◆ **Work to do**: Copy out exactly the lines from the line containing "Could you point to the dirt" to the end of the listing.

◆ **Supplied material**:
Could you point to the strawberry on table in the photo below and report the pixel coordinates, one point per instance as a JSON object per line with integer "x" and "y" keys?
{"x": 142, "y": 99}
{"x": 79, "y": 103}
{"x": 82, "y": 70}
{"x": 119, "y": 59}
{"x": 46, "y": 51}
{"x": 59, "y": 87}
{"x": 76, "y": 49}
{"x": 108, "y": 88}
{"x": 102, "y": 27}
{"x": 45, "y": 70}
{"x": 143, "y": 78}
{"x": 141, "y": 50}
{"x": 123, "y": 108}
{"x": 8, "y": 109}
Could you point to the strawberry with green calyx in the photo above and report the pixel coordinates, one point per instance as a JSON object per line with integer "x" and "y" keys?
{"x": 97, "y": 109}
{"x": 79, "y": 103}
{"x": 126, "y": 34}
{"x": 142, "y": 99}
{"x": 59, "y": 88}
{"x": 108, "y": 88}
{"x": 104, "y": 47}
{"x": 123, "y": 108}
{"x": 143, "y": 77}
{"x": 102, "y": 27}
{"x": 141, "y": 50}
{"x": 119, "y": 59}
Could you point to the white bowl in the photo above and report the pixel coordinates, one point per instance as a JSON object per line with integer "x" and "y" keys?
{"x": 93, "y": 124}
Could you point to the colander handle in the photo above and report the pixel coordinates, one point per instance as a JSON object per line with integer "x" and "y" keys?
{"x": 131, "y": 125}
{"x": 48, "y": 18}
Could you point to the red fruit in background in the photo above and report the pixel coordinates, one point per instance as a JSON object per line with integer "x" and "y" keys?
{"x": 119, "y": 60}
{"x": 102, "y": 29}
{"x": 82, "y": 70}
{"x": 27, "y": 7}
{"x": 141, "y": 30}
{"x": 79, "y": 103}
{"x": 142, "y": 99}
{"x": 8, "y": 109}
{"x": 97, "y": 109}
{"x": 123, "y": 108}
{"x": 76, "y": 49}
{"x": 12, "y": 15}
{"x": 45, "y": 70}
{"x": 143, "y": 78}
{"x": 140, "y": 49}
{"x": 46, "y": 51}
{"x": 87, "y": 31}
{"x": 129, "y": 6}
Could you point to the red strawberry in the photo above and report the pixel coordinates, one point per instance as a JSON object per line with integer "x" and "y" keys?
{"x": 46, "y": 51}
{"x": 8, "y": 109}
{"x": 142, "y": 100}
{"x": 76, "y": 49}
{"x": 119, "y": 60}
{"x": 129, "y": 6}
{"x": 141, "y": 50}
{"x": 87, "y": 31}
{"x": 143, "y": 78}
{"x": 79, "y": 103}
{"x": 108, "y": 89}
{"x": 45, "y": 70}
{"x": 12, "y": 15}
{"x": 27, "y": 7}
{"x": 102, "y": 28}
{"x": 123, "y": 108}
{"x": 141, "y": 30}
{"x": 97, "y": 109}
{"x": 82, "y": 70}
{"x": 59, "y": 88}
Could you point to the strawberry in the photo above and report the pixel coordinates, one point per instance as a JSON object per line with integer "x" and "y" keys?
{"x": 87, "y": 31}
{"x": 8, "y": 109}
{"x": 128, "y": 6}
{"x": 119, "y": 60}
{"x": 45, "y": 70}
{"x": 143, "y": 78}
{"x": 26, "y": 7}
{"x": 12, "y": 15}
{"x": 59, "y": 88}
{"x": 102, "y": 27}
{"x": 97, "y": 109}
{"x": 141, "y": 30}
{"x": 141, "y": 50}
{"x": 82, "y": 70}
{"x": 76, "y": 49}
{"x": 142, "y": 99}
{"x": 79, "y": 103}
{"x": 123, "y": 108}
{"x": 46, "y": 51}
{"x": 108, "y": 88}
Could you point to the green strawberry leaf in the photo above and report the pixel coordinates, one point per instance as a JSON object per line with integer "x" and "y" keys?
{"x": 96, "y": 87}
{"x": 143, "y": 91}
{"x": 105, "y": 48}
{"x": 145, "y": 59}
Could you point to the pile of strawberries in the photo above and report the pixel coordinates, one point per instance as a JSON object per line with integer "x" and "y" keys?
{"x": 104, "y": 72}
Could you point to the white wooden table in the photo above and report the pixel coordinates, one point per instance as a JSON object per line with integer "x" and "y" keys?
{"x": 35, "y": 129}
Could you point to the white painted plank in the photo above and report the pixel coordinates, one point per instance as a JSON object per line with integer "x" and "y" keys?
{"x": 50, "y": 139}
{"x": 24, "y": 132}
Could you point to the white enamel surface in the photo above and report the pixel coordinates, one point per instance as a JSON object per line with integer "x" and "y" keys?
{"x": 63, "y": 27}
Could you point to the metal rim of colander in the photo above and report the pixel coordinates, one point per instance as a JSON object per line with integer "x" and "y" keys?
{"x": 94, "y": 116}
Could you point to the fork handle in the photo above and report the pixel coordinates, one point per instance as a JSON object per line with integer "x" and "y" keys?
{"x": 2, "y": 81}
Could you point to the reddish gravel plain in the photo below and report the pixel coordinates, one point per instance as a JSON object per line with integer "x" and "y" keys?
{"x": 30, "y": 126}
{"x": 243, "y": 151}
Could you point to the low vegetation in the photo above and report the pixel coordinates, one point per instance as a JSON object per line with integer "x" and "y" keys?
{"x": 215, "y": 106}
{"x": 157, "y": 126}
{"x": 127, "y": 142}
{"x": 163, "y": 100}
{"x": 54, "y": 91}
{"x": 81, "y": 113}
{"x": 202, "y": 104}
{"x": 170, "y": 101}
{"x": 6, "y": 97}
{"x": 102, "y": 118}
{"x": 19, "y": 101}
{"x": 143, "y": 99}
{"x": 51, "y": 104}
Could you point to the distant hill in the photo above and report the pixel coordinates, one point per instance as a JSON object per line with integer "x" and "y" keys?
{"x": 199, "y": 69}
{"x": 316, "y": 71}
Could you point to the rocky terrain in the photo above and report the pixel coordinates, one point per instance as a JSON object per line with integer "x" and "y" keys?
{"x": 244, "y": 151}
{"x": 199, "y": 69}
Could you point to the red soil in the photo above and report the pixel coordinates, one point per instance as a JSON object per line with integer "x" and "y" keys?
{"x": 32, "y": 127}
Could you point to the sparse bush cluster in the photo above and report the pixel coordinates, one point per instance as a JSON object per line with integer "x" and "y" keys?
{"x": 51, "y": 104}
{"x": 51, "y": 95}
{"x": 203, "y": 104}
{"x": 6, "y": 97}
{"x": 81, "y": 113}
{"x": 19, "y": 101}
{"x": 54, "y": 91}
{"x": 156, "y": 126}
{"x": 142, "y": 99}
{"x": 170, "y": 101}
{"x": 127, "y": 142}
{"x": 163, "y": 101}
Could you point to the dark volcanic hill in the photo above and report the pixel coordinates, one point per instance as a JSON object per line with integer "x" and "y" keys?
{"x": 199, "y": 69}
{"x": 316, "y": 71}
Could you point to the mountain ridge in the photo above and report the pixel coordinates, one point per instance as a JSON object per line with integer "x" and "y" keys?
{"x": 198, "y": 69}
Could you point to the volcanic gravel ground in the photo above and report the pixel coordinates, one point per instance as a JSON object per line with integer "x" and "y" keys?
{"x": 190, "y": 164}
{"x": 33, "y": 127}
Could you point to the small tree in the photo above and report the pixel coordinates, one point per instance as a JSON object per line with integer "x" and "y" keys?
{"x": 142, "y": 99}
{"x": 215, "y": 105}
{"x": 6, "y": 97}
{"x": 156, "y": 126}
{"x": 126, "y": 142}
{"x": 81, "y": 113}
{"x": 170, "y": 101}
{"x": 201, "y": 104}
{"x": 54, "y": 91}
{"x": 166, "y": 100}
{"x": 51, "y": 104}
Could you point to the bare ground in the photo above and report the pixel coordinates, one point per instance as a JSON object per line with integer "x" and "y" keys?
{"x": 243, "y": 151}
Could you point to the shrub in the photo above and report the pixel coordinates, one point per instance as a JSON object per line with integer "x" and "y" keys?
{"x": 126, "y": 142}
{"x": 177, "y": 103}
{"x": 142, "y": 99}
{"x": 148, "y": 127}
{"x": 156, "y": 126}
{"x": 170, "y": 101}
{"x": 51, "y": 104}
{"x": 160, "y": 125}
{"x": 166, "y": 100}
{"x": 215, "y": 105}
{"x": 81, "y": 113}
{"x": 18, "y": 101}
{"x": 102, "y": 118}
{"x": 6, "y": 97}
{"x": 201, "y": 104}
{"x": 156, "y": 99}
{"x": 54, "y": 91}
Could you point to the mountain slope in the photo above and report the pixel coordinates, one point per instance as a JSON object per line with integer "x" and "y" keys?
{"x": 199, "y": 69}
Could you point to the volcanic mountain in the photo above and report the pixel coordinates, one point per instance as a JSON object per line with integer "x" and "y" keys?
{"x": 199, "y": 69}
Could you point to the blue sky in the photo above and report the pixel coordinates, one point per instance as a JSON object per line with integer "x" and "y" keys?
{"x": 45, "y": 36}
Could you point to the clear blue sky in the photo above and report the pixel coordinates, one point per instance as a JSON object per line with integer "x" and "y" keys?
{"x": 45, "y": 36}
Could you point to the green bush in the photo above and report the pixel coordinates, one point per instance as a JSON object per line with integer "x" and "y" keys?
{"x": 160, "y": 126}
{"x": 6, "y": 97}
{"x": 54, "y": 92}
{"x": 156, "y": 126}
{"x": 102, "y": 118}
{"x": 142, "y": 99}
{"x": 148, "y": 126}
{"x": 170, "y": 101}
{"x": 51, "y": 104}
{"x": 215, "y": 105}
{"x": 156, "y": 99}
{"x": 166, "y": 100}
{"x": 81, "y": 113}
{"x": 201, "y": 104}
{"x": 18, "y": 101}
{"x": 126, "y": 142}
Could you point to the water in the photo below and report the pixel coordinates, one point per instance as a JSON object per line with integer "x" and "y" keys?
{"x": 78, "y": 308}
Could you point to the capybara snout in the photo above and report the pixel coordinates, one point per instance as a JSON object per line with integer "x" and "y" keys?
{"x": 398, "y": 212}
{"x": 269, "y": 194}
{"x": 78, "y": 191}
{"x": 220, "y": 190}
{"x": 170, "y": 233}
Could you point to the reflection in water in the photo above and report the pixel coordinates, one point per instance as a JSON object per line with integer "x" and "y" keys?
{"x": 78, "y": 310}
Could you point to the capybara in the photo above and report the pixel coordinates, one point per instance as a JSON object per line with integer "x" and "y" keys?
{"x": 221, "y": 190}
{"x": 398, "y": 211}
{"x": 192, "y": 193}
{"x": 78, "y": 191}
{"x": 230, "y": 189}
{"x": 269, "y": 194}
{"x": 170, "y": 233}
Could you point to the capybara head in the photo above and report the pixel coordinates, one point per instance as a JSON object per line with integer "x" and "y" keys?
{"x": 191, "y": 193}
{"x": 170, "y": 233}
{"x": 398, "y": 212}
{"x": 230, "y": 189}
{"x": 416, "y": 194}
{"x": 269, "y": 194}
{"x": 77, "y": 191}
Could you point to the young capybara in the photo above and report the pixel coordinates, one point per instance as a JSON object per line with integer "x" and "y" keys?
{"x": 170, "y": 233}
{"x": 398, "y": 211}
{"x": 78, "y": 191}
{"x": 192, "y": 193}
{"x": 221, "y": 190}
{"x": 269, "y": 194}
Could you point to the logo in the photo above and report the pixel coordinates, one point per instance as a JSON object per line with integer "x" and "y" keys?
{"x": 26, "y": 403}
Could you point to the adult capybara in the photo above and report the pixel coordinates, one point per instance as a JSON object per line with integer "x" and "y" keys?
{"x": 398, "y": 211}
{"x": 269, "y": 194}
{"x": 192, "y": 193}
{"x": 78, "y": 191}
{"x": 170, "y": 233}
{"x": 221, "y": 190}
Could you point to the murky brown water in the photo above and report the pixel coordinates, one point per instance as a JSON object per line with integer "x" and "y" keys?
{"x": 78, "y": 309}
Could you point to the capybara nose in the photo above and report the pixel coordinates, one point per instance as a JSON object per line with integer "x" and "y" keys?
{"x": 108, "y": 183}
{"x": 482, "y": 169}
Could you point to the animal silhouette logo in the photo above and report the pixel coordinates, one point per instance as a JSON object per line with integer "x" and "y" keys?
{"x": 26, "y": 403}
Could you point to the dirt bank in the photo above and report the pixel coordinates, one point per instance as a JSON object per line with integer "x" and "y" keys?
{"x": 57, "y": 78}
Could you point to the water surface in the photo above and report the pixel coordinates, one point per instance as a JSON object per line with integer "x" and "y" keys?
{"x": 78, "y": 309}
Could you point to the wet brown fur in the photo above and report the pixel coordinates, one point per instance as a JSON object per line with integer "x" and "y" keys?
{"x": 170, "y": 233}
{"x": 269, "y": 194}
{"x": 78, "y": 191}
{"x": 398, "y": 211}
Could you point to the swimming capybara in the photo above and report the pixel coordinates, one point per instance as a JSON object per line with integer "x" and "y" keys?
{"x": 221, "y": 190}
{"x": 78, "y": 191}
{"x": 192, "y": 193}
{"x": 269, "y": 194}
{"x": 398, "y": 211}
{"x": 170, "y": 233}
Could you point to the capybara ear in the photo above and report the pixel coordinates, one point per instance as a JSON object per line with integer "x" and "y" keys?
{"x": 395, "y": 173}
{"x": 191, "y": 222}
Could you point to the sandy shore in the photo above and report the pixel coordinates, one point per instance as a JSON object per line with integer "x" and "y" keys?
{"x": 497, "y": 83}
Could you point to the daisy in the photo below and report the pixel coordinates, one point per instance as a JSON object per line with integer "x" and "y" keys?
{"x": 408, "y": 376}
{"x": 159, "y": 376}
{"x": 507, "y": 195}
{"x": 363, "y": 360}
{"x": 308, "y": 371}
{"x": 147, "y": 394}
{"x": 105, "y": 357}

◆ **Answer to this task**:
Could you point to the dirt bank in the photo above and report the pixel coordinates, one point per instance as a JSON object per line with integer "x" and "y" keys?
{"x": 57, "y": 78}
Could you point to the water surface in the photo above and report the pixel coordinates, one point per instance as a JSON object per line with integer "x" and "y" keys?
{"x": 78, "y": 309}
Could you point to the wet brown fur in the photo above and report the pixel coordinates, one point per instance as a JSON object per line with integer "x" and "y" keys?
{"x": 170, "y": 233}
{"x": 269, "y": 194}
{"x": 78, "y": 191}
{"x": 398, "y": 211}
Could you point to the swimming capybara in the photo above and report the pixel coordinates, one point per instance as a JSON object per line with integer "x" and "y" keys?
{"x": 221, "y": 190}
{"x": 78, "y": 191}
{"x": 192, "y": 193}
{"x": 269, "y": 194}
{"x": 398, "y": 211}
{"x": 170, "y": 233}
Could you point to the capybara ear in the photo above and report the pixel coordinates, one point per instance as a JSON object per line with integer "x" and "y" keys?
{"x": 395, "y": 173}
{"x": 191, "y": 222}
Could you point to the sandy shore in the photo above and report the pixel coordinates, one point per instance as a JSON object per line with integer "x" and "y" keys?
{"x": 497, "y": 83}
Could you point to the daisy in the photo below and report the pixel coordinates, one point per instance as a JSON object per line with integer "x" and "y" keys?
{"x": 408, "y": 376}
{"x": 159, "y": 376}
{"x": 507, "y": 195}
{"x": 363, "y": 360}
{"x": 308, "y": 371}
{"x": 147, "y": 394}
{"x": 105, "y": 357}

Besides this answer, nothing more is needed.